DATA UNDER STUDY –
⁂

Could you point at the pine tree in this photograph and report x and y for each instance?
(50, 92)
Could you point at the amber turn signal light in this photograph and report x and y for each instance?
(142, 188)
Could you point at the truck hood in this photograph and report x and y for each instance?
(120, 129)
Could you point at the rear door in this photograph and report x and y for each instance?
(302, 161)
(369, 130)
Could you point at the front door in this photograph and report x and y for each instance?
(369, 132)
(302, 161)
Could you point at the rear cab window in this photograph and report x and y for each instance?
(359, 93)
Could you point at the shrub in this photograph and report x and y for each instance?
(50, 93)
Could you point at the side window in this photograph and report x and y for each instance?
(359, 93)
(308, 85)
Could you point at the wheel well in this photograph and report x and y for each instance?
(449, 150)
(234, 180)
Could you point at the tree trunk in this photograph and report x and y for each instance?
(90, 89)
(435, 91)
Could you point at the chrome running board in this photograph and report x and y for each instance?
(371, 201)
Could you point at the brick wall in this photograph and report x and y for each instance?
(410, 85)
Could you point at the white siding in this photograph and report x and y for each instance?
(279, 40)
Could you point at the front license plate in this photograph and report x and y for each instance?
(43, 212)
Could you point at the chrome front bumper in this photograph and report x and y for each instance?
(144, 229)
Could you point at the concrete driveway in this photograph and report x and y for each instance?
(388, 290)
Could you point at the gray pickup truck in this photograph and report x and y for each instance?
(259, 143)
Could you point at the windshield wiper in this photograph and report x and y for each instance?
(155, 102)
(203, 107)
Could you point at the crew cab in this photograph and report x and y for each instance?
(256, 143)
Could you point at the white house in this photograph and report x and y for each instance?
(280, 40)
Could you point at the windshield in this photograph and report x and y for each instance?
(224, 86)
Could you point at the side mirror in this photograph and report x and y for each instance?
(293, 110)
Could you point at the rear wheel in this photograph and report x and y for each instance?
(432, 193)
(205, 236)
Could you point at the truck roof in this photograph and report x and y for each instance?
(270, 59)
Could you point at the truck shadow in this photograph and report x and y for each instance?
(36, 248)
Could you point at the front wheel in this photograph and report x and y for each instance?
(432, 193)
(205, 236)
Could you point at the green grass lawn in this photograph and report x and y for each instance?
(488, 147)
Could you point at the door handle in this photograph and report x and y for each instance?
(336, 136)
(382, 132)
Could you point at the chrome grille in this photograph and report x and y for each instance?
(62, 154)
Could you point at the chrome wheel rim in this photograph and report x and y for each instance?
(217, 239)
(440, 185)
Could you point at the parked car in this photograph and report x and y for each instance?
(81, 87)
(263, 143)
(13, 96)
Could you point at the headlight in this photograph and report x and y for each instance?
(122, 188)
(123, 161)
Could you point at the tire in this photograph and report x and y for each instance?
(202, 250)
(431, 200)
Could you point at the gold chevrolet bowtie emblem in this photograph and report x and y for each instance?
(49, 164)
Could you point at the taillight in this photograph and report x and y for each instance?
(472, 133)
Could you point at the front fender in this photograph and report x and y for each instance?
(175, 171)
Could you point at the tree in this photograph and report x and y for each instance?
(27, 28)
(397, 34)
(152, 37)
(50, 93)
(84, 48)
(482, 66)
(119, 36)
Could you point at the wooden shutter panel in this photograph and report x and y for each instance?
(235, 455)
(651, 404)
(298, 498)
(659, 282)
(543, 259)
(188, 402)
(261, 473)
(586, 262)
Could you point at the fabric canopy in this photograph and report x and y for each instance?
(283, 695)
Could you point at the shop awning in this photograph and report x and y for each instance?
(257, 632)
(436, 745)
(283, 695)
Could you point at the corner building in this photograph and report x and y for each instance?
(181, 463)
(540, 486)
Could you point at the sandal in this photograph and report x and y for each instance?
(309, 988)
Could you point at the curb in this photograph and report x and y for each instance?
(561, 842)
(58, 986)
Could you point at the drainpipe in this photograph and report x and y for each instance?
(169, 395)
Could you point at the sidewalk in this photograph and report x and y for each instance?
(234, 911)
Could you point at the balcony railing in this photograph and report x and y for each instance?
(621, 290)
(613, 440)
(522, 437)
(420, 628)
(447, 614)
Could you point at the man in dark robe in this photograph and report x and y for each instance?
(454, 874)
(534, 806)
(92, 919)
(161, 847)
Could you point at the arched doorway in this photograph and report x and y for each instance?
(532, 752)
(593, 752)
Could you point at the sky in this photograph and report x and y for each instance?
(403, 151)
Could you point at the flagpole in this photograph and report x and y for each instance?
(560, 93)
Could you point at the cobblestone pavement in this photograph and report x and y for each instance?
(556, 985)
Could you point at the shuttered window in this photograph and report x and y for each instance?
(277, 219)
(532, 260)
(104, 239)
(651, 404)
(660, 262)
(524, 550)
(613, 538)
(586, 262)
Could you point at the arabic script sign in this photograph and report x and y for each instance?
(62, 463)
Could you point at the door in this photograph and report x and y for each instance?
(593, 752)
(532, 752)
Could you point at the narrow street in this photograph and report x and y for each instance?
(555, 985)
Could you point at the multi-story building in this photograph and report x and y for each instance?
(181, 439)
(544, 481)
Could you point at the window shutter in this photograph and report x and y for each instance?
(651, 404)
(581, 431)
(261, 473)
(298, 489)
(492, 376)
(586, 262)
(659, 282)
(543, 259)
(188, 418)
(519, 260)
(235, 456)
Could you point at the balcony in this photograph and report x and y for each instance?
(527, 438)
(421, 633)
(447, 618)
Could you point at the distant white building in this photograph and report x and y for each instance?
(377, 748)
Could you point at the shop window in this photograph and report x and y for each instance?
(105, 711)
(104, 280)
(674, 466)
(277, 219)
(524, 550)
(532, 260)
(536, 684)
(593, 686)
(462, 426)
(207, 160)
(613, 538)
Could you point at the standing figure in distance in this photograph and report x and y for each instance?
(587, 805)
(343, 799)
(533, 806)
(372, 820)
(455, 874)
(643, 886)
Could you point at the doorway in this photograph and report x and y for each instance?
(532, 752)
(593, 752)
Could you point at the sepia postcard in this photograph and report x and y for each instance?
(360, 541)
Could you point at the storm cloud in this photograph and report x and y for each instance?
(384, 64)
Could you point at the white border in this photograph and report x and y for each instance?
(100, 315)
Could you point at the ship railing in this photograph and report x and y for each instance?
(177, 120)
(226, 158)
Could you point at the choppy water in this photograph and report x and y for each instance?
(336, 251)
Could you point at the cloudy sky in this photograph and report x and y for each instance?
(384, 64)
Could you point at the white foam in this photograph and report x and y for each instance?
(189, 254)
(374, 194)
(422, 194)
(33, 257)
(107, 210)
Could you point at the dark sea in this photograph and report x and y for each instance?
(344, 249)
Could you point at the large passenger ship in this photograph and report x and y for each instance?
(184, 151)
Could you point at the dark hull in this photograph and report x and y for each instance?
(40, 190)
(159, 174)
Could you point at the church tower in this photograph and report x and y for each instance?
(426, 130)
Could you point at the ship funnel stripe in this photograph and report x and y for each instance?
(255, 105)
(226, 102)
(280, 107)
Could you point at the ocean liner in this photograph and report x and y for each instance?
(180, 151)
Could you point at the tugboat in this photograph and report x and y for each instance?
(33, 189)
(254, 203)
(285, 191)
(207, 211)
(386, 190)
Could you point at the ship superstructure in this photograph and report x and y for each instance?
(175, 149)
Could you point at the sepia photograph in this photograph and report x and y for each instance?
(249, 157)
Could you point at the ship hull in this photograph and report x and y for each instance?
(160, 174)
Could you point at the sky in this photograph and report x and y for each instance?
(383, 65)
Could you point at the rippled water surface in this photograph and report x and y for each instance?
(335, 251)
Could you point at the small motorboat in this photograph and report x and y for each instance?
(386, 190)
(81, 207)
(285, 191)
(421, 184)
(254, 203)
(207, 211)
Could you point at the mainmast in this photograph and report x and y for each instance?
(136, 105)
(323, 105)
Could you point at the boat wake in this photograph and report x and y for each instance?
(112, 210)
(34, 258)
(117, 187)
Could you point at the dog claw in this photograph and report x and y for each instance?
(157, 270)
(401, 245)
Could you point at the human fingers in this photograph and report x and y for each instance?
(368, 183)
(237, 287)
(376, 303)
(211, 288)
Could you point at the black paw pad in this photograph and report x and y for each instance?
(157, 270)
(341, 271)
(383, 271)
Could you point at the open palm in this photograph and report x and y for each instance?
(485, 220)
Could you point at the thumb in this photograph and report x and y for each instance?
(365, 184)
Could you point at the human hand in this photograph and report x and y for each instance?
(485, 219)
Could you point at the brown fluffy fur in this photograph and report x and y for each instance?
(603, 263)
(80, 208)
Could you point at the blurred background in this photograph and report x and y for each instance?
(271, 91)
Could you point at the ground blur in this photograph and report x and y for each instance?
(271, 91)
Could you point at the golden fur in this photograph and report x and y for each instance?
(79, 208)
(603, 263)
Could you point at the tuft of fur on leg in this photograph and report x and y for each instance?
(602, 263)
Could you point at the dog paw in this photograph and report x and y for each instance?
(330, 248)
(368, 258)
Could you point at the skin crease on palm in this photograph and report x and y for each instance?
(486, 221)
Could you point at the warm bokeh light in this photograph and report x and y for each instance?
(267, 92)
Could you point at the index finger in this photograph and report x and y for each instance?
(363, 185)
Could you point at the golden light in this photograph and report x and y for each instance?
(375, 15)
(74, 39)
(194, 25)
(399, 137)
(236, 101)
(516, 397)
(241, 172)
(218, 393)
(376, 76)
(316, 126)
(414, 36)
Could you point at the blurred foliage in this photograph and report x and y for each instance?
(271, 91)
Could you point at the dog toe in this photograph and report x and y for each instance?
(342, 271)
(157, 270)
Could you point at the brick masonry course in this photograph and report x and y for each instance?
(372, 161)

⁂

TASK DIRECTIONS – Find the line that contains "Could you point at the ground". Repeat it and every line after it, exactly as written, up to and including the last line of the records above.

TASK SOLUTION –
Could you point at the ground blur in this photograph and report x and y for each instance?
(271, 91)
Could you point at the golden fur in this photograph and report x and y for each instance?
(79, 208)
(603, 263)
Could you point at the tuft of fur on leg in this photograph and report x and y for each instance?
(602, 263)
Could you point at the dog paw in this photograph and report x and y for each instance?
(330, 248)
(368, 258)
Could you point at the skin crease on palm in this photograph and report x and y for each instance?
(486, 221)
Could you point at the warm bokeh light in this photograph and report x and y for each instance?
(267, 92)
Could you point at the index finger in this photograph and report x and y for each instance?
(363, 185)
Could you point at the golden light in this photograph and report x and y for each instance?
(375, 15)
(74, 39)
(194, 25)
(399, 137)
(236, 101)
(516, 397)
(241, 172)
(218, 393)
(376, 76)
(316, 126)
(414, 36)
Could you point at the blurred foliage in this photograph and report x and y for each instance?
(271, 91)
Could you point at the dog toe in this photograph and report x and y for each instance?
(342, 271)
(157, 270)
Could you point at the brick masonry course in this photograph and report x and y for each instance?
(372, 161)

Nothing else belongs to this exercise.